- [TASK TO CARRY OUT]:
At the line containing "positive clicks: (792, 131)", begin retyping, and stop after the last line of the data; add nothing.

- [EXTRACTED ENTRIES]:
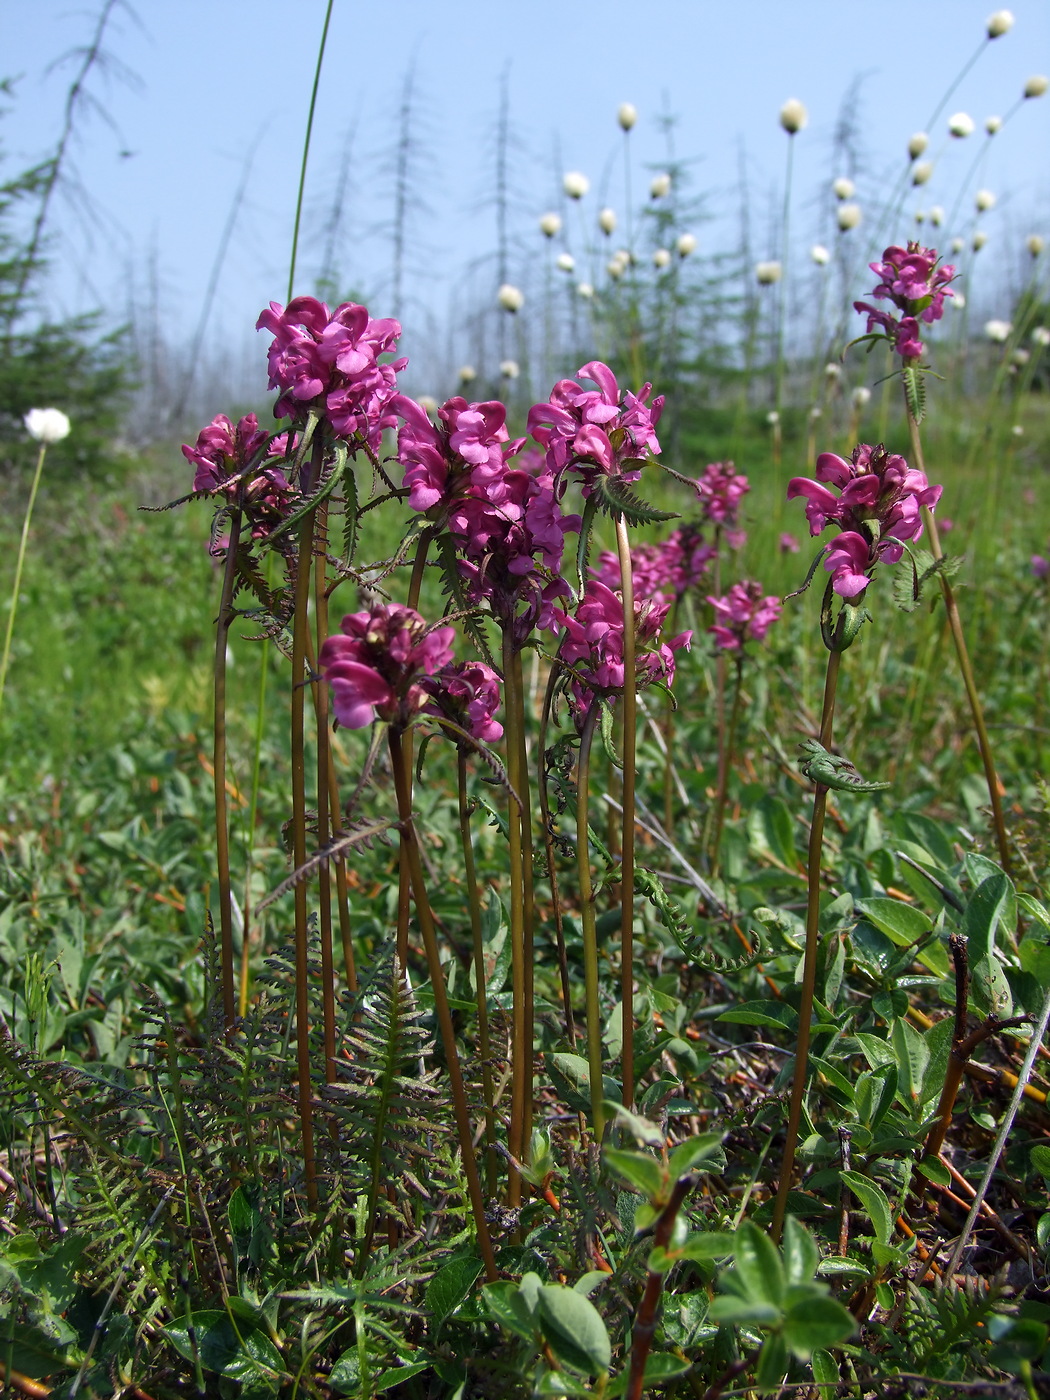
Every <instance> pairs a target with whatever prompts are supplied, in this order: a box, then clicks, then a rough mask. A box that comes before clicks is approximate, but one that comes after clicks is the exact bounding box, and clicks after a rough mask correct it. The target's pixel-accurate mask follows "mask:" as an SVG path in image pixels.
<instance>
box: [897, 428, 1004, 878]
mask: <svg viewBox="0 0 1050 1400" xmlns="http://www.w3.org/2000/svg"><path fill="white" fill-rule="evenodd" d="M907 427H909V433H910V435H911V456H913V462H914V465H916V466H917V468H918V470H920V472H925V463H924V461H923V440H921V437H920V433H918V424H917V423H916V420H914V417H913V416H911V414H910V413H909V416H907ZM921 511H923V524H924V525H925V529H927V535H928V538H930V553H931V554H932V556H934V559H942V557H944V550H942V549H941V536H939V535H938V531H937V521H935V519H934V517H932V514H931V511H930V510H928V508H927V507H925V505H923V507H921ZM938 580H939V582H941V594H942V596H944V605H945V612H946V615H948V626H949V627H951V630H952V641H953V643H955V654H956V657H958V658H959V671H960V672H962V678H963V686H965V687H966V699H967V700H969V701H970V715H972V717H973V728H974V732H976V735H977V748H979V749H980V755H981V763H983V764H984V781H986V783H987V785H988V801H990V804H991V819H993V823H994V826H995V843H997V846H998V851H1000V865H1001V867H1002V869H1004V871H1005V872H1007V874H1008V875H1009V874H1011V861H1009V841H1008V840H1007V823H1005V822H1004V819H1002V797H1001V794H1000V780H998V774H997V773H995V759H994V756H993V752H991V741H990V739H988V729H987V725H986V724H984V710H983V707H981V700H980V694H979V693H977V682H976V679H974V675H973V666H972V665H970V654H969V651H967V650H966V637H965V636H963V630H962V619H960V616H959V605H958V603H956V601H955V591H953V589H952V585H951V582H949V580H948V577H946V575H945V574H938Z"/></svg>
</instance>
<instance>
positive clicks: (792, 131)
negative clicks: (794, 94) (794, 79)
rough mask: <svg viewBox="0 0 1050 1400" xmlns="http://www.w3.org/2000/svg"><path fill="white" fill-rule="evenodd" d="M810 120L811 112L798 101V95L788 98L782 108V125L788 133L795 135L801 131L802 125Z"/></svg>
mask: <svg viewBox="0 0 1050 1400" xmlns="http://www.w3.org/2000/svg"><path fill="white" fill-rule="evenodd" d="M808 120H809V113H808V112H806V109H805V108H804V106H802V104H801V102H799V101H798V98H797V97H792V98H788V101H787V102H785V104H784V105H783V106H781V109H780V125H781V126H783V127H784V130H785V132H787V133H788V136H794V134H795V132H801V130H802V127H804V126H805V125H806V122H808Z"/></svg>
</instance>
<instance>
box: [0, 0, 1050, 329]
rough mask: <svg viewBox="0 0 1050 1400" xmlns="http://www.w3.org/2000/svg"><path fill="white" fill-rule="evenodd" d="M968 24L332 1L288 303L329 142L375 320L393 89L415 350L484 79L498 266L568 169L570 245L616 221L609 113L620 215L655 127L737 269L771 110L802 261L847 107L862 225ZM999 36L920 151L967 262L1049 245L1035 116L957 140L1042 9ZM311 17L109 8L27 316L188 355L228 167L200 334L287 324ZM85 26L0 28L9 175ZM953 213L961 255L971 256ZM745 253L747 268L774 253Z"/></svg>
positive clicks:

- [WRITTEN REPLY]:
positive clicks: (792, 131)
negative clicks: (794, 94) (794, 79)
rough mask: <svg viewBox="0 0 1050 1400" xmlns="http://www.w3.org/2000/svg"><path fill="white" fill-rule="evenodd" d="M810 120L811 112L798 101V95L788 98L782 108V125L788 133L795 135L801 131L802 125Z"/></svg>
mask: <svg viewBox="0 0 1050 1400" xmlns="http://www.w3.org/2000/svg"><path fill="white" fill-rule="evenodd" d="M808 120H809V113H808V112H806V109H805V108H804V106H802V104H801V102H799V101H798V98H797V97H792V98H788V101H787V102H785V104H784V105H783V106H781V109H780V125H781V126H783V127H784V130H785V132H787V133H788V136H794V134H795V132H801V130H802V127H804V126H805V125H806V122H808Z"/></svg>
</instance>
<instance>
box: [0, 0, 1050, 329]
rough mask: <svg viewBox="0 0 1050 1400" xmlns="http://www.w3.org/2000/svg"><path fill="white" fill-rule="evenodd" d="M968 24L332 1L288 303L329 142L375 320L393 89L415 350L484 79L498 266L568 169L570 245L616 221L609 113L620 215L655 127L737 269L771 110L802 261L847 107L862 225ZM999 36L920 151L967 262L1049 245L1035 116L957 140L1042 9ZM311 17L109 8L27 316L188 355L228 167L200 334L287 324ZM85 26L0 28L9 175ZM953 213L961 255L971 256ZM745 253L747 268L774 253Z"/></svg>
positive clicks:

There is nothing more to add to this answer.